Quote every row below word for word, in the same order.

#### Dataset records

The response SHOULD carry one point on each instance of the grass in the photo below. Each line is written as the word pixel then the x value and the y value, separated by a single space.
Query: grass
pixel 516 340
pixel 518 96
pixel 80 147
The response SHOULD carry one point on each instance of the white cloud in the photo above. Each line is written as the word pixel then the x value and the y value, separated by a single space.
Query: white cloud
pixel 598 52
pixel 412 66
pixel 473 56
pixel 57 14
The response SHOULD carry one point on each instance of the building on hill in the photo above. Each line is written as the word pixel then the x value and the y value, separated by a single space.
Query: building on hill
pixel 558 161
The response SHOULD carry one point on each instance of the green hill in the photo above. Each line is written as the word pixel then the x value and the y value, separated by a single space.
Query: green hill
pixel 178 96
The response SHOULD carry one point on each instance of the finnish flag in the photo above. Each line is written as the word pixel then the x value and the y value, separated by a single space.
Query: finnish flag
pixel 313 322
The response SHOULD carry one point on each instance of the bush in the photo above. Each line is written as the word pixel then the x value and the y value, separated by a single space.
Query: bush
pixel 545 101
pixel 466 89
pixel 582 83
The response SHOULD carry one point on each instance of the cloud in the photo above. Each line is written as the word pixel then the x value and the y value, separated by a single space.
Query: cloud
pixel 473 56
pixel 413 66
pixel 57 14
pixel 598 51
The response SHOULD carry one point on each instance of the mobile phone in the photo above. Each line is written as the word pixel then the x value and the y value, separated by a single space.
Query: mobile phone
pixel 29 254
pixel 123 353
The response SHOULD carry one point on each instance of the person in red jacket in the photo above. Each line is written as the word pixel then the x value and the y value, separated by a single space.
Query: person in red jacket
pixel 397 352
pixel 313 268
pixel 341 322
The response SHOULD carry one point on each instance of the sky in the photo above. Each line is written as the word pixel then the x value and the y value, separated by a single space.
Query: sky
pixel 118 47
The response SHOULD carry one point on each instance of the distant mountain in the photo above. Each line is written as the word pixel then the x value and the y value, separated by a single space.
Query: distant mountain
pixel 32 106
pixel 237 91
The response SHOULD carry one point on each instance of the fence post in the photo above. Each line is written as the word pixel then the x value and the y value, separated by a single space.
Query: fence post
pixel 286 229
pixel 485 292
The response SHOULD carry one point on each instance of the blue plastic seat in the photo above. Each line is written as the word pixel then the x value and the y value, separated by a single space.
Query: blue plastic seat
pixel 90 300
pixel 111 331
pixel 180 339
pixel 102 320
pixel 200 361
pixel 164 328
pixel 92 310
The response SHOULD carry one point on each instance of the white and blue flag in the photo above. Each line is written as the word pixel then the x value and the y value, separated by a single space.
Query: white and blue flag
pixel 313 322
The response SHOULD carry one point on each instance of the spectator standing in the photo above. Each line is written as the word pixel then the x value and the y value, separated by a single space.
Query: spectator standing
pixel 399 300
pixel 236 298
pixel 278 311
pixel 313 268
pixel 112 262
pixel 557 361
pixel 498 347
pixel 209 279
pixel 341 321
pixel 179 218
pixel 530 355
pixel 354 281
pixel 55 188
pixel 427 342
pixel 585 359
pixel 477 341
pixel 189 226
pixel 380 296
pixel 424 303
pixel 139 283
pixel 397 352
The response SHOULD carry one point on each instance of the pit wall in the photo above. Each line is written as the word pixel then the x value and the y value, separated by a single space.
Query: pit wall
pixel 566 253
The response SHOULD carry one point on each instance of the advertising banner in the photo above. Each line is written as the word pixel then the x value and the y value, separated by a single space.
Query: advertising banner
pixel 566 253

########

Response to the task »
The response SHOULD carry one point on each instance of the grass in the photo below. Each line is written as the word pixel then the x value and the y value, separated by a single space.
Query: grass
pixel 516 340
pixel 518 96
pixel 80 147
The response SHOULD carry one point on each instance of the white cloud in the photo above. Each line is written as the word pixel then the x value and the y value, separated by a single space.
Query: white cloud
pixel 598 52
pixel 412 66
pixel 473 56
pixel 57 14
The response SHOULD carry one point on each instance of the building on hill in the photo above. Each line is written as the word pixel then the x value and the y value, separated by a single space.
Query: building on hill
pixel 558 161
The response SHOULD carry one point on each instance of the green hill in the photo above. Each line is written as the word pixel then the x value and the y value, separated by a single space.
Query: green hill
pixel 178 96
The response SHOULD carry one point on each instance of the finnish flag in the photo above. Each line is written as the word pixel then the x value and the y value, separated by a single space.
Query: finnish flag
pixel 313 322
The response SHOULD carry one point on each instance of the bush in the photo above. Each line is written as the word pixel then the x value and the y value, separated by a single space.
Query: bush
pixel 545 101
pixel 466 89
pixel 582 83
The response SHOULD carry one point on each instance of the cloud in the photo above. Each line is written as the word pixel then the x value and the y value, separated by a single space.
Query: cloud
pixel 473 56
pixel 413 66
pixel 57 14
pixel 598 51
The response SHOULD carry one point on each instance of the mobile phone in the photo above. Each line is written as the word pixel then the x value and the y value, separated by a single space.
Query: mobile phone
pixel 29 254
pixel 123 353
The response SHOULD carry one point on each instance of the person in red jacket in the photo above. Each line is written as the word pixel then the x value and the y value, separated by a single space.
Query: person in red jacket
pixel 397 352
pixel 313 268
pixel 341 322
The response SHOULD carry one point on each instance of the sky in the photo above. Each line is written as the word pixel then the x value and the y value, separated by a single space.
Query: sky
pixel 118 47
The response SHOULD carry one point on each instance of the distant mountain in the photo above. Each line is written as the word pixel then the x value and the y value, separated by a single space.
Query: distant mountain
pixel 32 106
pixel 237 91
The response SHOULD carry one point on each instance of the fence post in the photo above. Each line is written as the word pixel then the x value and the y value, separated by a single space.
Query: fence post
pixel 286 229
pixel 485 292
The response SHOULD carry one point on each instance of the blue plastic seat in the photo above. Each line is written as the word pixel then the x value and the y value, separated by a single space.
Query: blue plastic seat
pixel 90 300
pixel 111 331
pixel 180 339
pixel 102 320
pixel 200 361
pixel 164 328
pixel 92 310
The response SHOULD carry one point on each instance of the white and blue flag in the photo above. Each line is written as the word pixel then the x value and the y value, separated by a single space.
Query: white and blue flag
pixel 313 322
The response SHOULD carry one point on each instance of the spectator standing in the photo above. Each line is written as the word pixel then the x value and the y value, separated by a single space.
Query: spectator standing
pixel 399 300
pixel 236 298
pixel 278 311
pixel 313 268
pixel 112 262
pixel 557 361
pixel 498 347
pixel 209 279
pixel 341 321
pixel 179 218
pixel 530 355
pixel 354 281
pixel 55 188
pixel 427 342
pixel 585 359
pixel 477 341
pixel 189 226
pixel 380 296
pixel 424 303
pixel 139 283
pixel 397 352
The response SHOULD carry one point on each instance of the pit wall in the photo above. Each line is written as the word pixel then the x value and the y value, separated by a single space.
Query: pit wall
pixel 566 253
The response SHOULD carry one point on each instance of the advertising banner in the photo above. Each line is written as the word pixel then the x value and the y value, separated by a single space.
Query: advertising banner
pixel 566 253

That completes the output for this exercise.